(SUPPLIED MATERIAL)

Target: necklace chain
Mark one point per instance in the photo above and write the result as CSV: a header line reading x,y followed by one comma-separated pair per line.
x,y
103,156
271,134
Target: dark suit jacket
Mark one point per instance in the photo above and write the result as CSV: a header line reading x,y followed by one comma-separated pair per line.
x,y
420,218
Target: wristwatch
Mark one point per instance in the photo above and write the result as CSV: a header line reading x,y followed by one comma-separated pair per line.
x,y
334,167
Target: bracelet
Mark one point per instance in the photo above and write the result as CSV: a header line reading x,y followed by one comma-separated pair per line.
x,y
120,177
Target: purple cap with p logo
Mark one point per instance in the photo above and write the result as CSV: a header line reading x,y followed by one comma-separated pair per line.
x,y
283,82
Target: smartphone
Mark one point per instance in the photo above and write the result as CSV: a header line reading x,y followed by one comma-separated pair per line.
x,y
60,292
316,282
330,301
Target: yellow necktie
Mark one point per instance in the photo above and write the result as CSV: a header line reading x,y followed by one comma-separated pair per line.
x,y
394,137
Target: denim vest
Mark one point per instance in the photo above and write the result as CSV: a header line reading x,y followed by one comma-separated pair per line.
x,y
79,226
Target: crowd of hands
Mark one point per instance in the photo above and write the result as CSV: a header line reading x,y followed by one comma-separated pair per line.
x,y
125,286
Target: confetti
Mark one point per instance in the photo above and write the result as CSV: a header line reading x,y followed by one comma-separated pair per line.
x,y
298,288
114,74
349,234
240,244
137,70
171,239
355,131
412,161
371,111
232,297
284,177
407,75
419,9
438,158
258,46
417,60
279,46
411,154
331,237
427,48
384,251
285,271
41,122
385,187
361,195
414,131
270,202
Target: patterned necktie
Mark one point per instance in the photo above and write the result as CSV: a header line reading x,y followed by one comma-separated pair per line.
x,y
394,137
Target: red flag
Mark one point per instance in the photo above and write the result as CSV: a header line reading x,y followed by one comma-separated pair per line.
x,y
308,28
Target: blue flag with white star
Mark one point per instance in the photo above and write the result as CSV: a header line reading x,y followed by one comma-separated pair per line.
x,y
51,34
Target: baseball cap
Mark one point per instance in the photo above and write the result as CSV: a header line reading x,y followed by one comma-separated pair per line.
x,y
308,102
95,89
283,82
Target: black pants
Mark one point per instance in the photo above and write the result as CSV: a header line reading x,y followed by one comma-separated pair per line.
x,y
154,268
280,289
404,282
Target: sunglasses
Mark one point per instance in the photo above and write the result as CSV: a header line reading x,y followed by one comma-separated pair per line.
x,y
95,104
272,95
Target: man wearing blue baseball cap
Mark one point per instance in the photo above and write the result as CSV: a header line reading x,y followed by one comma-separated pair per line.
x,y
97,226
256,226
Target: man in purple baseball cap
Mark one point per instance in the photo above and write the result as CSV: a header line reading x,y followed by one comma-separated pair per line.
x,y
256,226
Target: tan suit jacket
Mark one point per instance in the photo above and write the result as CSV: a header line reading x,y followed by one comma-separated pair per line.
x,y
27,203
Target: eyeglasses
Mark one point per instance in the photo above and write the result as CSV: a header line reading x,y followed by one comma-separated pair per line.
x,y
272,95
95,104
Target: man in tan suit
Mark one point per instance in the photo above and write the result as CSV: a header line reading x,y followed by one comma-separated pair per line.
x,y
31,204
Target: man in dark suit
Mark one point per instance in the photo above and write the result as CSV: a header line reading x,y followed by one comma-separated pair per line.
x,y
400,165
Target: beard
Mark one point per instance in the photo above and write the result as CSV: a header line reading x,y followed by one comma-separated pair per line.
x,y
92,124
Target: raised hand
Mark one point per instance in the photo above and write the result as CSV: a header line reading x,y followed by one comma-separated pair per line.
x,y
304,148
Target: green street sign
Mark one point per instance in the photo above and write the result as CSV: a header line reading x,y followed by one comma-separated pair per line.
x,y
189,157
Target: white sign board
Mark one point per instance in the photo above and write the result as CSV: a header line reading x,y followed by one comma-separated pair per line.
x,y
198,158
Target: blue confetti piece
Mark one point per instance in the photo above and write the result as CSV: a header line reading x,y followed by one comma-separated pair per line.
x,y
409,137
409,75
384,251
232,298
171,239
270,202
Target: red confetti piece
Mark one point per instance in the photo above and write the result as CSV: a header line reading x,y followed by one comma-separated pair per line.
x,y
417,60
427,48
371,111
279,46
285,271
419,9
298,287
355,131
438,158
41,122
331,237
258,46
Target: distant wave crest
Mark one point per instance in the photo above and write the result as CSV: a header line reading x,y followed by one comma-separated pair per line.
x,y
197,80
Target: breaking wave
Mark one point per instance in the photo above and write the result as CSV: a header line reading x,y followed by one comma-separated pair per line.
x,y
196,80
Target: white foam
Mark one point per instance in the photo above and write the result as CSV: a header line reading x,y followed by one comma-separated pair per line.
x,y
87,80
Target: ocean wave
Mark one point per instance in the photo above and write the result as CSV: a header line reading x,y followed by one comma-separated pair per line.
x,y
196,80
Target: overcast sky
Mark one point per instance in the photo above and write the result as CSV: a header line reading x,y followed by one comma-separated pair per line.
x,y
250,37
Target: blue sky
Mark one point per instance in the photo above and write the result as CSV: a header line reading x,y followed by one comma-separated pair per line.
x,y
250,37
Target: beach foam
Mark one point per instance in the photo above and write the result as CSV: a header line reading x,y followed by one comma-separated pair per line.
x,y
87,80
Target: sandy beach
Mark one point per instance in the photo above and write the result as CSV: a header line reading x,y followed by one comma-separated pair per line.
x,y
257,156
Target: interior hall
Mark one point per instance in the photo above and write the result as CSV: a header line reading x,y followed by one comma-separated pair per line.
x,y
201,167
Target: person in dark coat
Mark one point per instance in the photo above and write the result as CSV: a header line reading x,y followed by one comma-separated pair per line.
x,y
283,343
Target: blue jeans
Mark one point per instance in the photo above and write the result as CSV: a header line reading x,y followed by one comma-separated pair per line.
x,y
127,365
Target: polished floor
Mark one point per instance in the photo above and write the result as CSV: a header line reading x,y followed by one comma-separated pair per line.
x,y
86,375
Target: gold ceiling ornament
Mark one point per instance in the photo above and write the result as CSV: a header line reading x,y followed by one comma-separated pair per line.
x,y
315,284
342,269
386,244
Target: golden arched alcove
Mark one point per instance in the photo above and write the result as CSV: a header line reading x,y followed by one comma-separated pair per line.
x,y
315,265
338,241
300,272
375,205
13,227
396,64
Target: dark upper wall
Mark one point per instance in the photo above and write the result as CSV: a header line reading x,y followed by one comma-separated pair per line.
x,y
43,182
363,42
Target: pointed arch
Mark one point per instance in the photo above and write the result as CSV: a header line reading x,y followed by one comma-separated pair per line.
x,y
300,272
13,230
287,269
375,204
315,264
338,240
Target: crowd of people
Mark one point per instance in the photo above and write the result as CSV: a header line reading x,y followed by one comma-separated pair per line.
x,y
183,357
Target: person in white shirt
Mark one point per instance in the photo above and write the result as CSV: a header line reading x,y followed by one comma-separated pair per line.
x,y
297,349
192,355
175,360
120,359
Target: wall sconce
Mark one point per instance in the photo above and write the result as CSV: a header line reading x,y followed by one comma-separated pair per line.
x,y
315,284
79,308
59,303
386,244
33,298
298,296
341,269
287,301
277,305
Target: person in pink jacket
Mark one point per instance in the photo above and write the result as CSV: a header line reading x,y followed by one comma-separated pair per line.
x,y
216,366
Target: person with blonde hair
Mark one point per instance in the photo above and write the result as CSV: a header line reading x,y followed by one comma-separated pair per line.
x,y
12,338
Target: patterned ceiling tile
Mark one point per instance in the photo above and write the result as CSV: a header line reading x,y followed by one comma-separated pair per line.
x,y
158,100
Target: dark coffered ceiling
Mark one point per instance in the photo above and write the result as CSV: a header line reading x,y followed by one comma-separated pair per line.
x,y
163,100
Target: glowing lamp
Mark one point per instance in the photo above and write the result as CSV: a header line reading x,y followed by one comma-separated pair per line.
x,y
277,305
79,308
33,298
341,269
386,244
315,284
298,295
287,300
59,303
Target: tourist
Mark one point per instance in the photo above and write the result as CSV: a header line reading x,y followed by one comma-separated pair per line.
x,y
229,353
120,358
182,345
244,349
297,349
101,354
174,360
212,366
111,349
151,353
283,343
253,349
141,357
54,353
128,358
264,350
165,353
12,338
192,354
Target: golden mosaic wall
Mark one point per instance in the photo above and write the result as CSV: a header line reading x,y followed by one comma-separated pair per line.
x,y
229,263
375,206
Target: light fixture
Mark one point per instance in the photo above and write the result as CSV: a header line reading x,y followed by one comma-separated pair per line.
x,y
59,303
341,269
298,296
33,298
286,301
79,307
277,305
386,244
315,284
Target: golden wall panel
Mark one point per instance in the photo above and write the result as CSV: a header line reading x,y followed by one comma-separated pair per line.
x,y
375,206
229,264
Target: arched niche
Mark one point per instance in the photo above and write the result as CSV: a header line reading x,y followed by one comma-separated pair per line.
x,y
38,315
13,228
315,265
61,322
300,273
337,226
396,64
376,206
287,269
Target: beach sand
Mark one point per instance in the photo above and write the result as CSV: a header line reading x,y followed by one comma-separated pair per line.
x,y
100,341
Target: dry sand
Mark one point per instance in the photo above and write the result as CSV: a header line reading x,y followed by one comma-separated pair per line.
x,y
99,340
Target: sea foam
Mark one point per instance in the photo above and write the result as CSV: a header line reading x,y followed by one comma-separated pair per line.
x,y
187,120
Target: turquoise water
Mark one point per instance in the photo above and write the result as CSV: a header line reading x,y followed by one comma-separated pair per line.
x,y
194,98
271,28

(End SUPPLIED MATERIAL)

### WHAT YOU SHOULD DO
Gather each line of the listing that holds the string "necktie".

### EXERCISE RESPONSE
Target: yellow necktie
Target: patterned necktie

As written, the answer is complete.